**Required work**
Below are the entries; return every line among them that holds the word "rough".

─── Supplied data ───

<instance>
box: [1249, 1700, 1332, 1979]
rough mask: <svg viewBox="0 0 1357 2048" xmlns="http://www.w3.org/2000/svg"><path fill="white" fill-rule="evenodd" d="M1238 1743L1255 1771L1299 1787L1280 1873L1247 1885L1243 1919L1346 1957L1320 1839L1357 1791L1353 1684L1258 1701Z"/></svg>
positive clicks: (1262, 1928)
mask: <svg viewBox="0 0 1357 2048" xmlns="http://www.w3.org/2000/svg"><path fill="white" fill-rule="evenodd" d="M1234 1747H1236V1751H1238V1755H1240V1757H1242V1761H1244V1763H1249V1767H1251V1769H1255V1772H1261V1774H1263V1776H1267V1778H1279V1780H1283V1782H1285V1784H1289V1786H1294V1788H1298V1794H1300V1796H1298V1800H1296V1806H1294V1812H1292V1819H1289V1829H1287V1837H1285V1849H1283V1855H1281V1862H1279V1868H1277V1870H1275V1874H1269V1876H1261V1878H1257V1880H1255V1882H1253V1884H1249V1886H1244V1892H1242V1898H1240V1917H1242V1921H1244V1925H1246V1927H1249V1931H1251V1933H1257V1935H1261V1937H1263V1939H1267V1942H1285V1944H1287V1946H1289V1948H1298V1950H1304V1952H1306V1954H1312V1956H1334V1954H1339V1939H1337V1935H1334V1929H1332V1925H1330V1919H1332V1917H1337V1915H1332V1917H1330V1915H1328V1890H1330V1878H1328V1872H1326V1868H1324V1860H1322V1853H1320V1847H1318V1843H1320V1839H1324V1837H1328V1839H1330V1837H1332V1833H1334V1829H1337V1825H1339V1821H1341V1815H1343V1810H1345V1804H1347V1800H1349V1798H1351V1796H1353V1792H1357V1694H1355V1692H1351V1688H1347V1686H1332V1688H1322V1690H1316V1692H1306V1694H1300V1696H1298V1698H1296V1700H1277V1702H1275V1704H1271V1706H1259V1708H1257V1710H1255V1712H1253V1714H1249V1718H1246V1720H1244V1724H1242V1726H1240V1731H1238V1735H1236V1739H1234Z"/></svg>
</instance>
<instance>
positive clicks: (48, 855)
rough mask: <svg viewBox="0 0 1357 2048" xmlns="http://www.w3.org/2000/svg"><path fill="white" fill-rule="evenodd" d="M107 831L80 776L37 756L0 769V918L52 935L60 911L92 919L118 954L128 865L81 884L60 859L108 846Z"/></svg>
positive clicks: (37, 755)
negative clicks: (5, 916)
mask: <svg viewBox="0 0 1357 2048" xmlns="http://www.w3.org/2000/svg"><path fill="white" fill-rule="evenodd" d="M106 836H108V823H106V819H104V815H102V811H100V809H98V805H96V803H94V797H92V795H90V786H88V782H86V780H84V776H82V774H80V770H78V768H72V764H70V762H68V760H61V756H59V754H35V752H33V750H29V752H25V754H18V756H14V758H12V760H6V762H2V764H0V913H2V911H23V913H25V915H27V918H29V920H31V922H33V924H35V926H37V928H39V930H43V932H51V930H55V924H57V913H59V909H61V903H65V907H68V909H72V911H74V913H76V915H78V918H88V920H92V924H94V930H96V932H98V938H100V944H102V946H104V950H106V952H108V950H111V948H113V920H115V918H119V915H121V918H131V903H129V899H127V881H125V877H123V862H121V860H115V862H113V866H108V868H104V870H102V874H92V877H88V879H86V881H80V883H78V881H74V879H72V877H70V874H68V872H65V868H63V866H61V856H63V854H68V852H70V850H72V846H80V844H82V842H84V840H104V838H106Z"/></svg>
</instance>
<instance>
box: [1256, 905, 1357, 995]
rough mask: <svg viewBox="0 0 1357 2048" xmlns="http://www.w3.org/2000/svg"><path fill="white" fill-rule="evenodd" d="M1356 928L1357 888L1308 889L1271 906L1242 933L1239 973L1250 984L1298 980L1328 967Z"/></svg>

───

**Output below**
rough mask: <svg viewBox="0 0 1357 2048" xmlns="http://www.w3.org/2000/svg"><path fill="white" fill-rule="evenodd" d="M1238 1743L1255 1771L1299 1787L1280 1873L1247 1885L1243 1919L1346 1957L1320 1839L1357 1791L1353 1684L1258 1701Z"/></svg>
rough mask: <svg viewBox="0 0 1357 2048" xmlns="http://www.w3.org/2000/svg"><path fill="white" fill-rule="evenodd" d="M107 831L80 776L37 756L0 769V918L52 935L60 911L92 919L118 954L128 865L81 884L60 859L108 846Z"/></svg>
rough mask: <svg viewBox="0 0 1357 2048" xmlns="http://www.w3.org/2000/svg"><path fill="white" fill-rule="evenodd" d="M1356 928L1357 888L1308 889L1271 906L1242 933L1239 973L1250 984L1298 980L1328 967Z"/></svg>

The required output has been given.